→ **Given request**: Copy the listing below word for word, every line of it, but leave the picture out of your copy.
────────
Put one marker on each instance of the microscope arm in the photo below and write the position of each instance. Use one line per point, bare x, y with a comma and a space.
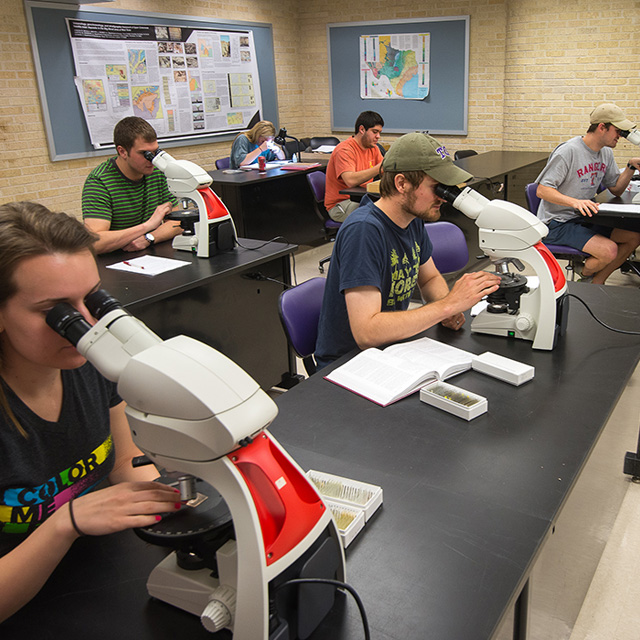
504, 227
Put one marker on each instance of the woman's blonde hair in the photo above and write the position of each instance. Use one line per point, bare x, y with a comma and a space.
27, 230
262, 129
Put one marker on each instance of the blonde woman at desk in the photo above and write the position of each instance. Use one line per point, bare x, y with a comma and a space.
63, 430
258, 141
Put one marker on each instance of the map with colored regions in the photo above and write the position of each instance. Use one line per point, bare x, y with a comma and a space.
395, 66
146, 102
137, 61
94, 94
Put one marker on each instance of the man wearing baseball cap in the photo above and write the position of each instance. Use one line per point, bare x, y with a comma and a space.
382, 251
576, 170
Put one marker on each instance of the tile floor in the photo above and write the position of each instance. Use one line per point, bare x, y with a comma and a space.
611, 609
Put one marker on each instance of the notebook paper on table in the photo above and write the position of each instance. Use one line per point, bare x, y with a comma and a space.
385, 376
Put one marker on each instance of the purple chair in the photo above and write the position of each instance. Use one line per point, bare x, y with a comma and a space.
574, 257
450, 251
316, 180
299, 309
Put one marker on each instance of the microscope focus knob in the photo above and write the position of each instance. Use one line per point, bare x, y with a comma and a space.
218, 614
524, 322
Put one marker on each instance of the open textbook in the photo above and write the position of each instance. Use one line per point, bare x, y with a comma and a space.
384, 376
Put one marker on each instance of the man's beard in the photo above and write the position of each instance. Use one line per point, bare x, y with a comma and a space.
408, 206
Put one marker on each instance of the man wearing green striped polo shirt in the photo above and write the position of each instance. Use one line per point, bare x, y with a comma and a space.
125, 199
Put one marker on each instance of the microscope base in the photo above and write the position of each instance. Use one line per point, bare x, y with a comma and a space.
500, 324
300, 608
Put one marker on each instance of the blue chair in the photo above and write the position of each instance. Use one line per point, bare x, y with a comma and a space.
574, 257
299, 309
317, 180
450, 251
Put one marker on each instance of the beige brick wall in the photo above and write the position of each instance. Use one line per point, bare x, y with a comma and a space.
536, 70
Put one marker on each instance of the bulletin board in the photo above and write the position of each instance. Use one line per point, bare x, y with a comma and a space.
443, 112
66, 131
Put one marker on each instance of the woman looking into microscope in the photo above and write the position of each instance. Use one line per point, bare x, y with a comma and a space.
63, 430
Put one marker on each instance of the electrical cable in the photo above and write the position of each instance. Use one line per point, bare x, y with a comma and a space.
606, 326
341, 585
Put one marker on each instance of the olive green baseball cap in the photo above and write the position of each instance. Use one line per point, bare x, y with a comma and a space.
609, 113
420, 152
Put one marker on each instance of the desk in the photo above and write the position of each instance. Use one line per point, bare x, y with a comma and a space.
211, 300
467, 506
620, 220
514, 169
270, 204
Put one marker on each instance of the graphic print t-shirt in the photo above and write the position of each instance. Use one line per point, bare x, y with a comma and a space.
57, 461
────────
→ **Result of the exercise**:
Put one marker on each instance of the microscope arm in the photo below and write the position of each instance. Use one line per point, bare x, y with a comma and a space.
504, 227
Put one marker on each instance of the woman's blonde hair in the photo above and write the position of each instance. Use one line per point, bare x, y with a comma and a space.
27, 230
262, 129
Put one marker on each instance of the blonde woman at desk in the photo above and write the position of each instance. Use one line per point, bare x, y with a comma and a space.
63, 430
258, 141
Put one marker on each instance of the map with colored regions in the photo above and write the position of each instance. Use one line per point, bare x, y with a comma and a space.
395, 66
146, 102
137, 61
94, 94
Put one marker on each instance of the man wearing baseball cap in the photo above and write the position of each instance. Use one line per point, bare x, y with a comma and a space.
382, 251
576, 170
Put one marker on each instance of the tile floor in the photo above and write the position of each instance. Use one line per point, bare x, y with a comma and a space.
611, 609
Put one marker on each instance of the notebook paper on table in the photo above and write the position of each instance. Use one line per point, bare x, y with a comma and a space.
385, 376
Put one marker on each instance of the purple chair in the photo above and write the position of each instance. Use one line per point, bare x, y with a comma and a space.
574, 257
450, 251
316, 180
299, 309
Put one marker on each instance of the microscope focus knob in the photo above and write the position of each instance. Use one line per point, bare x, y with a comma and a space.
218, 614
524, 322
Put one marker on each instance of the open textbook in the photo above and write the position of each instance. Use one line per point, bare x, y with a comma and a space.
384, 376
Put one marker on each instance of the man's beard in the photo above and write the position of each instance. Use one line per point, bare x, y with a comma and a space.
408, 206
Put one marker on each instance of the man wearing green striped polo shirt in the photo above and write the position of each instance. Use one line per point, bare x, y with a comma and a space.
125, 199
Put one marker on each instance of the microscope base in the photo above and write the position of each instance. Use one line per point, bare x, y with a comma and a space.
500, 324
300, 608
Put one marker on each instance of the blue chair in the photo above and write the position of each instance. Use one line per point, bare x, y with a comma and a space.
574, 257
299, 309
317, 180
450, 251
Put one marker on each instance of the beige brick wall in the photo above and write the position of each instance. Use one line per point, bare x, y with a comma and a space.
536, 70
Put one marker on each instance of the bulletin board in the photo above and write the position of each instance. Use one line per point, bare x, y with a comma and a space.
443, 112
66, 131
Put one marker on each instance of the woman looking into microscope in the photo above and write the position of each instance. Use one line per point, bare x, y with a comma and a space.
63, 430
Put one marker on each instance of the electrical cable in the photo above and write the position of each instance. Use one line per point, bare x, y with a comma and a space.
606, 326
341, 585
Put one marker on each instance of the olive green baseball cap in the photo above and write the position of each instance. Use one line per point, bare x, y with a comma and a space.
609, 113
420, 152
Put one marker on each instance of the desk in the photo above and write the position of each instance. Use one line per point, bare x, y with a comma and a space.
211, 300
467, 506
620, 220
514, 169
270, 204
Put one marker on each instance of the graphic print t-shirt in the photo above and write the position of each instance. Use one line per point, bare x, y with a comma and a space.
57, 461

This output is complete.